━━━ Exercise passage
The Epidemic of Violence against Women in Africa
Africa has a long standing tradition of incredibly unequal power between men and women; this has led to an extremely high rate of violence against women.The United Nations (UN) defines violence against women as "any act of gender-based violence that results in, or is likely to result in, physical, sexual or psychological harm or suffering to women, including threats of such acts, coercion or arbitrary deprivation of liberty, whether occurring in public or in private life".
Violence against women begins in childhood. African families show an obvious preference for sons over daughters; African society views sons as a credit to their family, while families that have only daughters are stigmatized. Sons are often weaned later, fed better and are more likely to be enrolled in school. These societal norms set girls up to grow into women with low self worth and low self esteem, thus perpetuating a never ending cycle of violence.
Girls are further subjected to violence by the act of female genial mutilation. Research has shown a wide prevalence rate of female genital mutilation in 28 African countries; it ranges from 5% in Uganda to over 90% in Somalia. Female genital mutilation entails the removal of all or part of the external genitalia as a way to control a woman's sexuality. Female genital mutilation is extremely painful and can lead to heavy bleeding, infection, and even death. Despite the high risks female genital mutilation is a highly accepted tradition in many African countries.
Rape is a powerful tool in violence against women. The unstable political climate in many African countries has led to a high number of conflicts; during these conflicts it is not uncommon for rape to be used as a "weapon of war". Many women are raped and impregnated; these women are then rejected by their own families and communities, leaving them traumatized and vulnerable. Rape and physical violence is also very common within the home- a study found that 50% of women in Tanzania and 71% of women in Ethiopia reported having been beat or raped by their husband or significant other.
Violence against women in Africa has been brought to the forefront by many non-profit humanitarian groups. Great strides have been made toward ending this violence; but the tradition of inequality between men and woman runs deep, and it will take many years to break this dangerous cycle.
━━━━━━
Task requirements —
(A) Answer these questions about the passage on violence against women in Africa:
(i) Which organization's definition of violence against women does the passage quote?
(ii) In how many African countries did research find female genital mutilation to be prevalent?
(iii) What percentage of women in Ethiopia reported having been beaten or raped by a husband or significant other?
(B) Retype the part of the passage on violence against women in Africa that opens with the words containing "Girls are further" and closes with "many African countries.".
Answer using only the text above.
━━━ Data shown
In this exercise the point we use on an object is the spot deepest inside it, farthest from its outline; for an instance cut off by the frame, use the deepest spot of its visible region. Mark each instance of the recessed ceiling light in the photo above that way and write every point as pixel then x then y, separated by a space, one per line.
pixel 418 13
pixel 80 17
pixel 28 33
━━━━━━
Solutions per task —
(A)
(i) The United Nations (UN)
(ii) 28
(iii) 71%

(B)
Girls are further subjected to violence by the act of female genial mutilation. Research has shown a wide prevalence rate of female genital mutilation in 28 African countries; it ranges from 5% in Uganda to over 90% in Somalia. Female genital mutilation entails the removal of all or part of the external genitalia as a way to control a woman's sexuality. Female genital mutilation is extremely painful and can lead to heavy bleeding, infection, and even death. Despite the high risks female genital mutilation is a highly accepted tradition in many African countries.